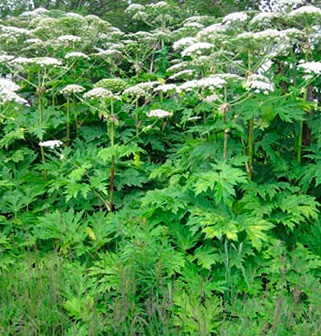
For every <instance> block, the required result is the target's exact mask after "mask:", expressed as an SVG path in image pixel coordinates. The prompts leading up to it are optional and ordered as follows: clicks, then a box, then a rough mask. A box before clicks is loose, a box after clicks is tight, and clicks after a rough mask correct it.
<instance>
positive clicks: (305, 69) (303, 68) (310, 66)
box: [298, 62, 321, 75]
mask: <svg viewBox="0 0 321 336" xmlns="http://www.w3.org/2000/svg"><path fill="white" fill-rule="evenodd" d="M298 67H299V68H302V69H304V72H305V73H307V74H317V75H320V74H321V62H303V63H301V64H300V65H298Z"/></svg>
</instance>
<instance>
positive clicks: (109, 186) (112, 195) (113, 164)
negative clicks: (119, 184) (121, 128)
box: [109, 101, 115, 212]
mask: <svg viewBox="0 0 321 336" xmlns="http://www.w3.org/2000/svg"><path fill="white" fill-rule="evenodd" d="M110 111H111V118H110V120H109V136H110V144H111V146H112V147H113V146H114V145H115V129H114V123H115V121H114V102H113V101H111V103H110ZM114 183H115V155H112V156H111V164H110V184H109V206H110V211H111V212H112V211H113V206H114V204H113V197H114Z"/></svg>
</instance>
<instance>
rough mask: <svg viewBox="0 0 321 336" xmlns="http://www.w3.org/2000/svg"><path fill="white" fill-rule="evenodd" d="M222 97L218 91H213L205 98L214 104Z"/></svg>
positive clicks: (205, 100) (204, 99)
mask: <svg viewBox="0 0 321 336" xmlns="http://www.w3.org/2000/svg"><path fill="white" fill-rule="evenodd" d="M219 99H220V96H219V95H218V94H216V93H213V94H211V95H209V96H206V97H205V98H204V101H205V102H207V103H208V104H214V103H215V102H217V101H218V100H219Z"/></svg>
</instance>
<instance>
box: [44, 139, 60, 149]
mask: <svg viewBox="0 0 321 336" xmlns="http://www.w3.org/2000/svg"><path fill="white" fill-rule="evenodd" d="M61 145H62V142H61V141H60V140H48V141H43V142H39V146H41V147H49V148H55V147H60V146H61Z"/></svg>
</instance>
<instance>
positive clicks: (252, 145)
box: [247, 118, 254, 181]
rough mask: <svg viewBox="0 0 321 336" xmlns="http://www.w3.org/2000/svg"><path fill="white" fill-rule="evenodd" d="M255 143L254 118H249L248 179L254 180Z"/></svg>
mask: <svg viewBox="0 0 321 336" xmlns="http://www.w3.org/2000/svg"><path fill="white" fill-rule="evenodd" d="M253 145H254V118H251V119H250V120H249V143H248V157H249V160H248V167H247V168H248V169H247V174H248V179H249V181H251V180H252V165H253Z"/></svg>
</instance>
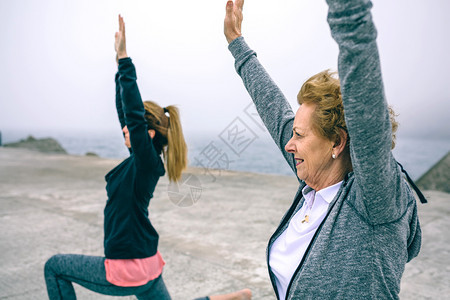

········

» Task directions
Repeat all of the material above, switching every "positive clicks" to "foreground clicks" and keeping everything else the same. Leave the pictures out.

» Task solution
For every <instance> block, the required result is the target's exact mask after "mask:", expressed as an SVG path in image pixel coordinates. The prompts leading up to it are optional and ordered as follows: clicks, then a box, then a rough mask. A box before clicks is loose, a box after clicks is tight, and clicks after a rough mask correct it.
<instance>
foreground clicks: (305, 69) (303, 68) (310, 66)
box: [298, 62, 321, 75]
mask: <svg viewBox="0 0 321 336" xmlns="http://www.w3.org/2000/svg"><path fill="white" fill-rule="evenodd" d="M298 67H299V68H302V69H304V72H305V73H307V74H317V75H320V74H321V62H303V63H301V64H300V65H298Z"/></svg>
</instance>
<instance>
foreground clicks: (109, 186) (112, 195) (113, 164)
negative clicks: (119, 184) (121, 128)
box: [109, 101, 115, 212]
mask: <svg viewBox="0 0 321 336" xmlns="http://www.w3.org/2000/svg"><path fill="white" fill-rule="evenodd" d="M110 111H111V118H110V120H109V136H110V144H111V146H112V147H113V146H114V145H115V129H114V123H115V121H114V102H113V101H111V103H110ZM114 183H115V155H112V156H111V164H110V184H109V206H110V211H111V212H112V211H113V206H114V204H113V197H114Z"/></svg>
</instance>
<instance>
rough mask: <svg viewBox="0 0 321 336" xmlns="http://www.w3.org/2000/svg"><path fill="white" fill-rule="evenodd" d="M222 97L218 91H213L205 98L214 104Z"/></svg>
foreground clicks: (205, 100) (204, 99)
mask: <svg viewBox="0 0 321 336" xmlns="http://www.w3.org/2000/svg"><path fill="white" fill-rule="evenodd" d="M219 99H220V96H219V95H218V94H216V93H213V94H211V95H209V96H206V97H205V98H204V101H205V102H207V103H208V104H214V103H215V102H217V101H218V100H219Z"/></svg>
</instance>
<instance>
box: [44, 139, 60, 149]
mask: <svg viewBox="0 0 321 336" xmlns="http://www.w3.org/2000/svg"><path fill="white" fill-rule="evenodd" d="M61 145H62V142H61V141H60V140H48V141H43V142H39V146H41V147H49V148H55V147H60V146H61Z"/></svg>
</instance>
<instance>
foreground clicks: (252, 145)
box: [247, 118, 254, 181]
rough mask: <svg viewBox="0 0 321 336" xmlns="http://www.w3.org/2000/svg"><path fill="white" fill-rule="evenodd" d="M255 143L254 118H249L248 179L254 180Z"/></svg>
mask: <svg viewBox="0 0 321 336" xmlns="http://www.w3.org/2000/svg"><path fill="white" fill-rule="evenodd" d="M253 145H254V118H251V119H250V120H249V143H248V157H249V160H248V167H247V168H248V169H247V174H248V179H249V181H251V180H252V165H253Z"/></svg>
</instance>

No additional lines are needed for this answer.